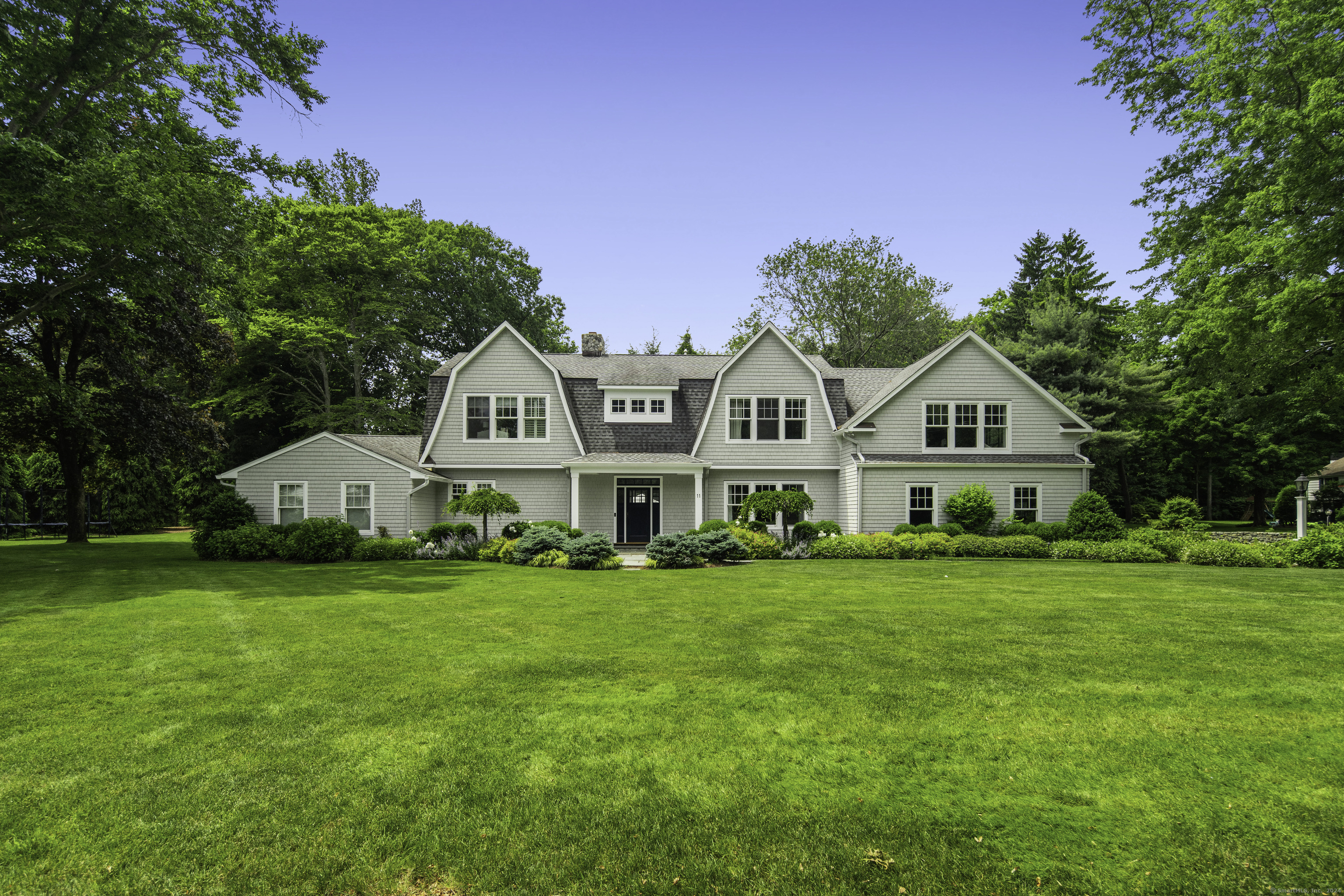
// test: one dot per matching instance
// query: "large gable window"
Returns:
(967, 426)
(497, 417)
(768, 418)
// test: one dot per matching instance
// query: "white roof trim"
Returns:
(412, 471)
(920, 367)
(718, 379)
(452, 382)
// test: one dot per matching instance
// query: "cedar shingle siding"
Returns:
(858, 475)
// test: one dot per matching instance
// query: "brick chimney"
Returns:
(593, 346)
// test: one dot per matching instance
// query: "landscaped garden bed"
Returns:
(846, 727)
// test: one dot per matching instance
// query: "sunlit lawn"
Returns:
(182, 727)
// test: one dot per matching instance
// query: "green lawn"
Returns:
(182, 727)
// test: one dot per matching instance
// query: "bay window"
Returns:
(966, 426)
(497, 417)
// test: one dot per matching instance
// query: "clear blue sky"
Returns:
(650, 155)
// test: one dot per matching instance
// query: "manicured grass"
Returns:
(182, 727)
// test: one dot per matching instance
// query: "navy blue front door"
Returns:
(639, 504)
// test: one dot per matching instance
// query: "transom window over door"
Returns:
(359, 506)
(498, 417)
(967, 426)
(769, 413)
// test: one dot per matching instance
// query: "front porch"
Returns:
(634, 497)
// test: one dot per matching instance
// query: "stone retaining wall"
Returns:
(1252, 538)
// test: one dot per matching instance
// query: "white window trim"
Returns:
(373, 500)
(636, 394)
(471, 485)
(952, 424)
(275, 497)
(728, 424)
(752, 484)
(550, 402)
(925, 485)
(1041, 499)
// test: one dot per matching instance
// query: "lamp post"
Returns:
(1302, 504)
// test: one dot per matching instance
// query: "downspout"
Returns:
(1077, 453)
(858, 473)
(409, 503)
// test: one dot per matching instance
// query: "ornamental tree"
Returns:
(766, 504)
(484, 503)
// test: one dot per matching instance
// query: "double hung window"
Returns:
(1026, 503)
(776, 420)
(291, 501)
(359, 506)
(964, 426)
(497, 417)
(471, 485)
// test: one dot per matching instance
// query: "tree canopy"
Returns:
(853, 301)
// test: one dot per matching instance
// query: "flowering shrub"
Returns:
(1230, 554)
(498, 550)
(539, 539)
(843, 547)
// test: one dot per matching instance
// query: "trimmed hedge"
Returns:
(385, 550)
(1106, 551)
(759, 546)
(322, 539)
(1008, 546)
(1230, 554)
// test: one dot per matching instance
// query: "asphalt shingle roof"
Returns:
(404, 449)
(636, 457)
(973, 458)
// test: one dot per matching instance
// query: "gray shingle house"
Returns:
(635, 445)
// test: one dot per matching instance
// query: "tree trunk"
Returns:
(1124, 491)
(72, 471)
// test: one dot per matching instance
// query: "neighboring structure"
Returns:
(635, 445)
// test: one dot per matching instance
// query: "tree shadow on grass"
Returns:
(53, 578)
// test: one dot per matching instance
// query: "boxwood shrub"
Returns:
(539, 539)
(1230, 554)
(249, 542)
(591, 553)
(1008, 546)
(385, 550)
(322, 539)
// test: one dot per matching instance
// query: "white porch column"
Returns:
(574, 499)
(699, 497)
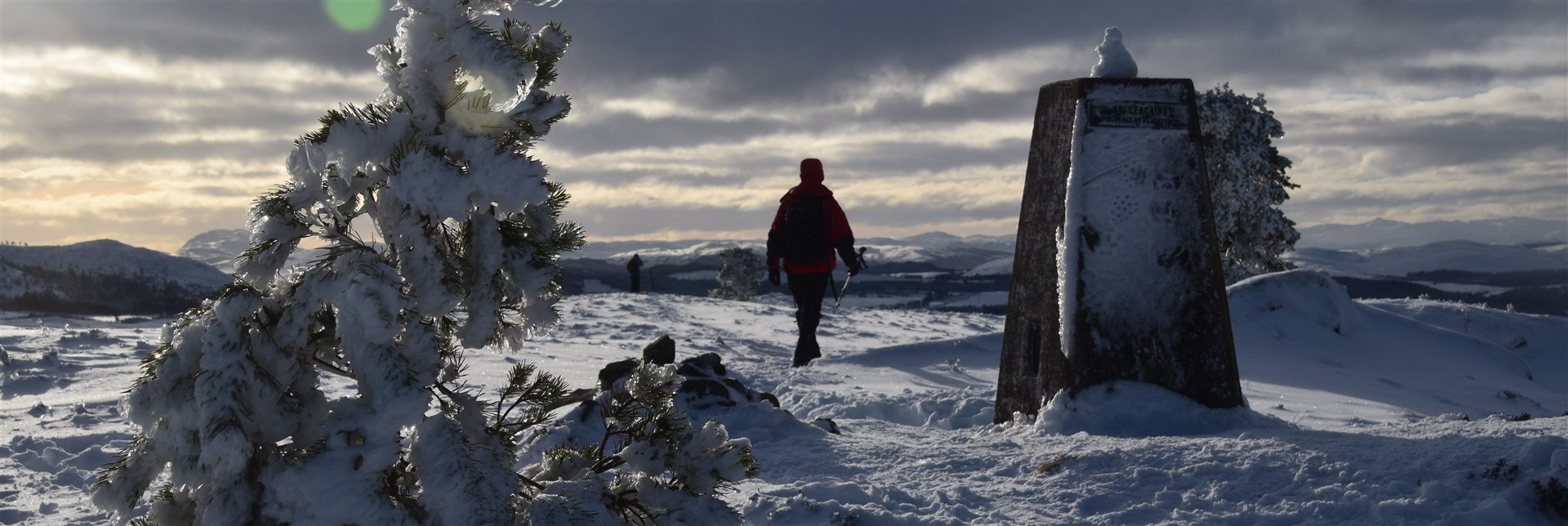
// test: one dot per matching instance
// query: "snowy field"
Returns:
(1388, 412)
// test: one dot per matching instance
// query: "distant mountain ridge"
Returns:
(1392, 234)
(1452, 255)
(102, 277)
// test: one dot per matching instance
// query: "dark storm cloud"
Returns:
(209, 30)
(710, 98)
(1450, 140)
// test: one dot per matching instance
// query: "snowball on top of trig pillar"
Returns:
(1114, 59)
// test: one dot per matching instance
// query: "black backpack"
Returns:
(804, 231)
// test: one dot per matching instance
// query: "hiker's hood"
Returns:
(811, 180)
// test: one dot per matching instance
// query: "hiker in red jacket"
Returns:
(806, 230)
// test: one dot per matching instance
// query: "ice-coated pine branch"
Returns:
(436, 170)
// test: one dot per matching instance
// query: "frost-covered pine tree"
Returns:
(231, 408)
(739, 274)
(1249, 182)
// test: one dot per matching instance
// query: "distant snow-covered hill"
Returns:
(1388, 234)
(216, 248)
(1452, 255)
(102, 277)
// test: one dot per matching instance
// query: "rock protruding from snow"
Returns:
(706, 384)
(1116, 61)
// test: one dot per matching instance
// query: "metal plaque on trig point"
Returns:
(1137, 114)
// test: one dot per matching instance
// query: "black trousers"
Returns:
(808, 291)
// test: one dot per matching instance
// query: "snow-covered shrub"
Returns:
(639, 461)
(1247, 182)
(739, 274)
(229, 407)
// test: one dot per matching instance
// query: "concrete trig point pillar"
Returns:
(1117, 272)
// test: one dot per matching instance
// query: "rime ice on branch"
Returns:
(231, 407)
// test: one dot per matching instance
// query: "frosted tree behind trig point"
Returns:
(229, 407)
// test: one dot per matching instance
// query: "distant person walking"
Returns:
(635, 269)
(808, 228)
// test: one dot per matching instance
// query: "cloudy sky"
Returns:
(151, 121)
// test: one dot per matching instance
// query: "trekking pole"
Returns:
(860, 258)
(835, 289)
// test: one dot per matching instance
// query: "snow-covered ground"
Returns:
(1358, 413)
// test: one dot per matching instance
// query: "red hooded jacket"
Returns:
(840, 234)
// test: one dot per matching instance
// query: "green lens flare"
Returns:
(354, 16)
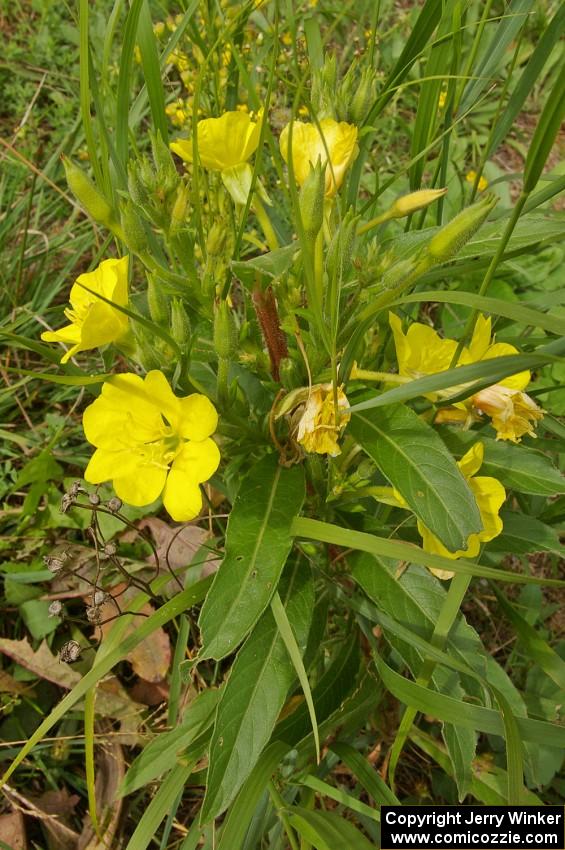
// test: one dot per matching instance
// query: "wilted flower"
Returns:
(149, 442)
(333, 142)
(421, 351)
(93, 321)
(489, 495)
(318, 427)
(472, 176)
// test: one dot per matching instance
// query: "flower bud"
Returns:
(408, 204)
(340, 252)
(134, 230)
(225, 332)
(180, 205)
(364, 97)
(451, 238)
(157, 301)
(311, 200)
(87, 194)
(180, 323)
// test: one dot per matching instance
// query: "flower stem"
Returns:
(265, 223)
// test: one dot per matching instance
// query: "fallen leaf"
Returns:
(12, 831)
(110, 772)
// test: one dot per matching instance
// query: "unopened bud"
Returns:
(408, 204)
(180, 206)
(87, 194)
(216, 241)
(55, 608)
(134, 230)
(364, 97)
(451, 238)
(157, 301)
(180, 323)
(312, 200)
(225, 331)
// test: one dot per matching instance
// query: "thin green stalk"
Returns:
(89, 716)
(265, 222)
(447, 616)
(280, 807)
(469, 327)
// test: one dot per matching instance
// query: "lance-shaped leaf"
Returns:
(416, 462)
(258, 541)
(255, 693)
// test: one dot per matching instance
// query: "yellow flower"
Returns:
(318, 430)
(421, 351)
(513, 413)
(334, 143)
(489, 495)
(93, 321)
(225, 144)
(472, 176)
(149, 442)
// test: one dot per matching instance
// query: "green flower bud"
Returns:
(180, 323)
(340, 252)
(87, 194)
(451, 238)
(225, 331)
(178, 212)
(311, 200)
(289, 374)
(364, 97)
(134, 231)
(408, 204)
(157, 301)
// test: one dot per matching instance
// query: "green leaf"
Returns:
(416, 462)
(110, 654)
(327, 830)
(241, 813)
(522, 534)
(383, 546)
(538, 649)
(272, 265)
(258, 541)
(158, 755)
(517, 467)
(255, 694)
(451, 710)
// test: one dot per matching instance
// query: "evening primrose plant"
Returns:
(266, 350)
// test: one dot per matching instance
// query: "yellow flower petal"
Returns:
(198, 417)
(182, 497)
(198, 460)
(334, 143)
(142, 486)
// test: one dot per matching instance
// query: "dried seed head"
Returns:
(93, 614)
(66, 503)
(53, 563)
(70, 652)
(99, 597)
(55, 608)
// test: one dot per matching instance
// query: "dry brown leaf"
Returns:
(12, 831)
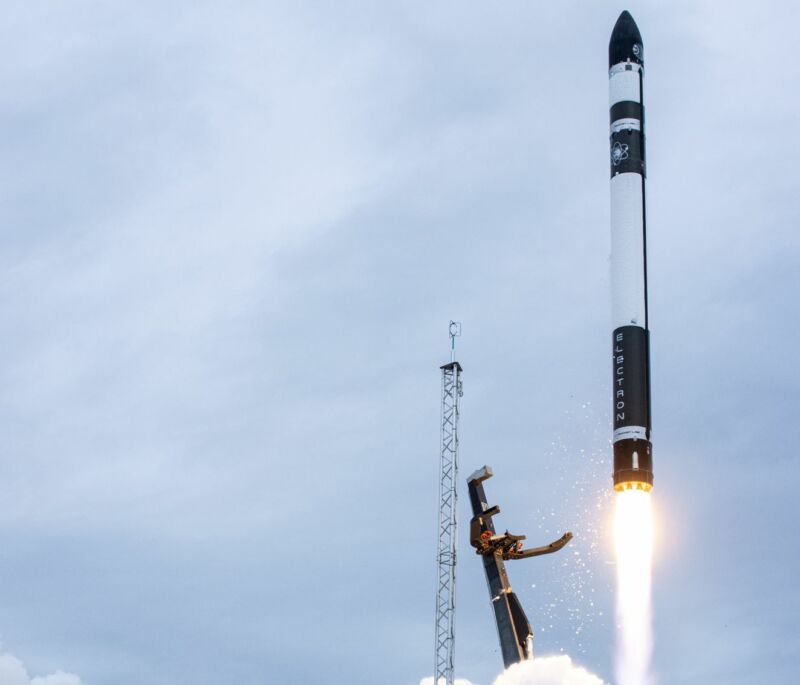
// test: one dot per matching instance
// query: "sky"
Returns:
(232, 236)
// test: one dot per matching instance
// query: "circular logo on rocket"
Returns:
(619, 152)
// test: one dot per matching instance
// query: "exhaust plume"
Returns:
(13, 672)
(548, 670)
(633, 537)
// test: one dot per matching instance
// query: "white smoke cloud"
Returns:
(549, 670)
(13, 672)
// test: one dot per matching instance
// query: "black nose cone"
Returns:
(626, 41)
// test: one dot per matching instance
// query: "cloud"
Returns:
(552, 670)
(13, 672)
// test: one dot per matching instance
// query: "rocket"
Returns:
(633, 451)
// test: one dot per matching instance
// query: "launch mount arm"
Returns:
(513, 628)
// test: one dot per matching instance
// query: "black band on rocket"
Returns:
(631, 373)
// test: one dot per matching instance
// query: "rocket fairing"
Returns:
(633, 454)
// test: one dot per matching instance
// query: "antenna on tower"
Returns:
(448, 496)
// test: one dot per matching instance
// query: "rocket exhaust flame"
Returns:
(633, 539)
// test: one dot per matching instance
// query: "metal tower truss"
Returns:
(447, 538)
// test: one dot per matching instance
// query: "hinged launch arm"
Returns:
(513, 628)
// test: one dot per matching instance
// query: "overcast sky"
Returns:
(233, 235)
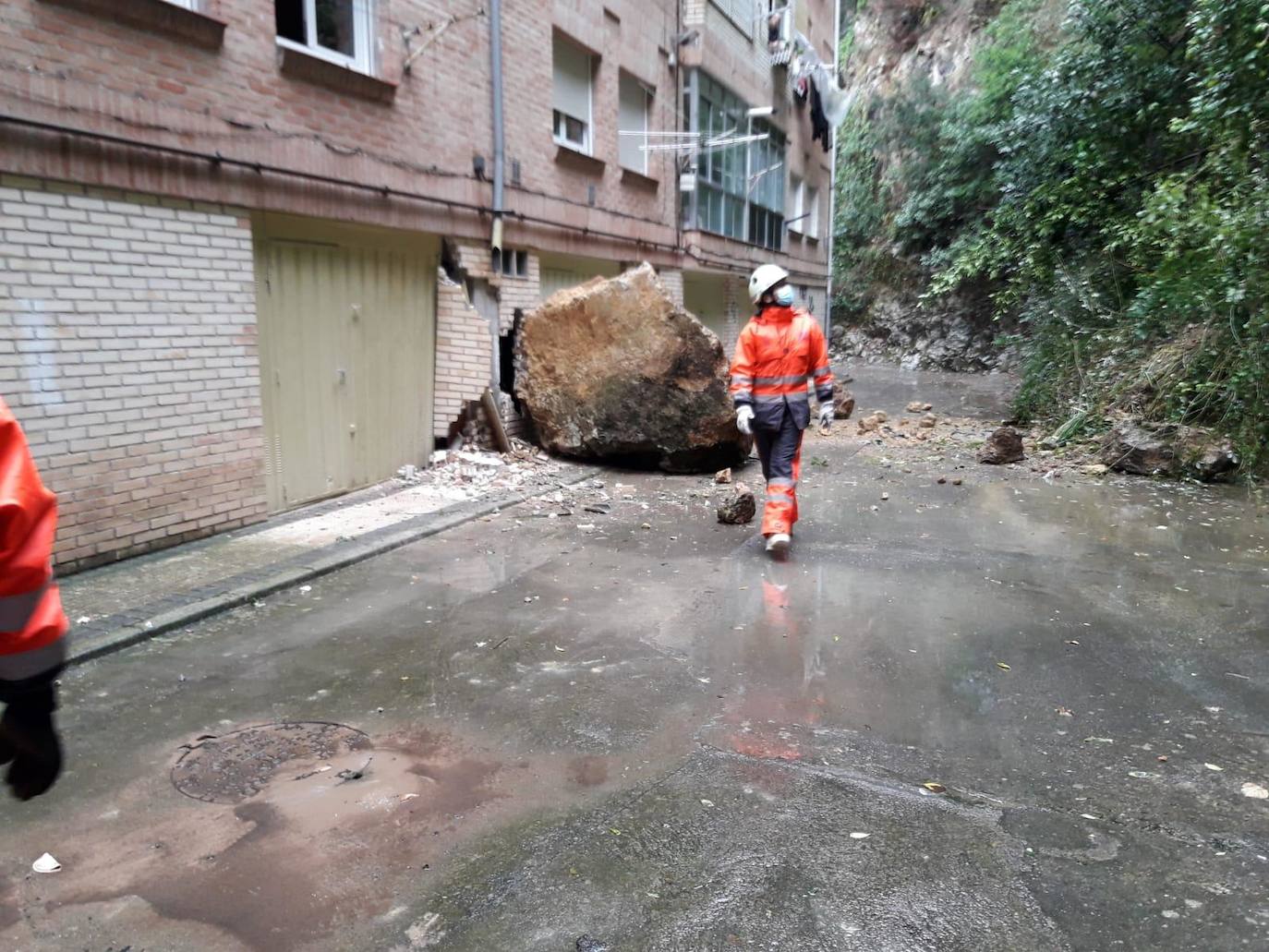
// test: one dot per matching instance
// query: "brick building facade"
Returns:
(247, 244)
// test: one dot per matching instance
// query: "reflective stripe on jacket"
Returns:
(777, 352)
(32, 622)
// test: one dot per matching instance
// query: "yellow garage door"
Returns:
(346, 320)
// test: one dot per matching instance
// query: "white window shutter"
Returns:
(632, 117)
(571, 87)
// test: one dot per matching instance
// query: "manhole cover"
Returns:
(235, 766)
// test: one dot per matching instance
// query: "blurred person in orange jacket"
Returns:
(778, 351)
(32, 622)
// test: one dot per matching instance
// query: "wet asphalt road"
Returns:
(658, 741)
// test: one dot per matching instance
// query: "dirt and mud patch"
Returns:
(273, 837)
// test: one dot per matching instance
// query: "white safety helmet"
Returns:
(764, 278)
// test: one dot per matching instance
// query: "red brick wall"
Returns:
(145, 85)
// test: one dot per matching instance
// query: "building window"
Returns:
(338, 30)
(767, 188)
(740, 188)
(721, 172)
(634, 108)
(740, 13)
(571, 95)
(797, 199)
(511, 263)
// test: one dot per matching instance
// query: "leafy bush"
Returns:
(1108, 180)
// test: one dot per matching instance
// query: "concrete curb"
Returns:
(330, 560)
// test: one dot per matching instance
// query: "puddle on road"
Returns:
(296, 830)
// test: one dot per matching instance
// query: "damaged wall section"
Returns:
(468, 355)
(464, 355)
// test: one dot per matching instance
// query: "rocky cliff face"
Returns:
(893, 46)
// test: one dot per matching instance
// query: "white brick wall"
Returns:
(128, 353)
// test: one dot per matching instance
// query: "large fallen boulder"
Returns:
(614, 369)
(1169, 450)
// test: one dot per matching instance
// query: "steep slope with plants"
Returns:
(1075, 188)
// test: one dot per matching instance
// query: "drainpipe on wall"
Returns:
==============================
▶ **AIM**
Please put the records from the first one through the line with "(1302, 504)" into a two-column CSV headed record_text and answer, one row per record. Wrap each field in quotes, replace line breaks with spaces, and leave the pictures out.

▶ **EXPECTED ANSWER**
record_text,answer
"// test: one dot per matching instance // query: ""large gable window"" Returns:","(967, 426) (497, 417) (768, 418)"
"// test: one dot per matching instance // query: ""white roof trim"" Returns:","(412, 471) (920, 367) (718, 379) (452, 382)"
"// test: one dot per matching instance // query: ""cedar shingle siding"" Returns:","(858, 475)"
"// test: one dot per matching instance // query: ""brick chimney"" Returns:","(593, 346)"
"// test: one dot per matching instance // query: ""landscaped garden bed"" Returns:","(846, 727)"
"// test: one dot per matching instance // query: ""sunlit lawn"" Returns:","(182, 727)"
"// test: one dot per matching instance // query: ""green lawn"" Returns:","(182, 727)"
"// test: one dot per matching instance // query: ""bay window"" Returns:","(966, 426) (497, 417)"
"// test: one dot per matching instance // query: ""clear blue sky"" Returns:","(650, 155)"
"// test: one dot per matching instance // query: ""manicured grass"" Returns:","(182, 727)"
"// test: one dot per matching instance // query: ""navy blue front door"" Returns:","(639, 504)"
"// test: one dot per matching instance // query: ""transom window over door"" Returns:","(359, 506) (498, 417) (967, 426) (769, 413)"
"// test: one dot per matching instance // query: ""front porch"" Returns:","(634, 497)"
"// test: one dot per matching instance // query: ""stone retaining wall"" Returns:","(1252, 538)"
"// test: one dot per matching instance // query: ""white window trim"" Returns:","(373, 500) (636, 394) (471, 485) (952, 424) (275, 497) (728, 424) (752, 484) (550, 402) (925, 485) (1041, 499)"
"// test: one dot per matching instance // query: ""lamp post"" Returns:","(1302, 504)"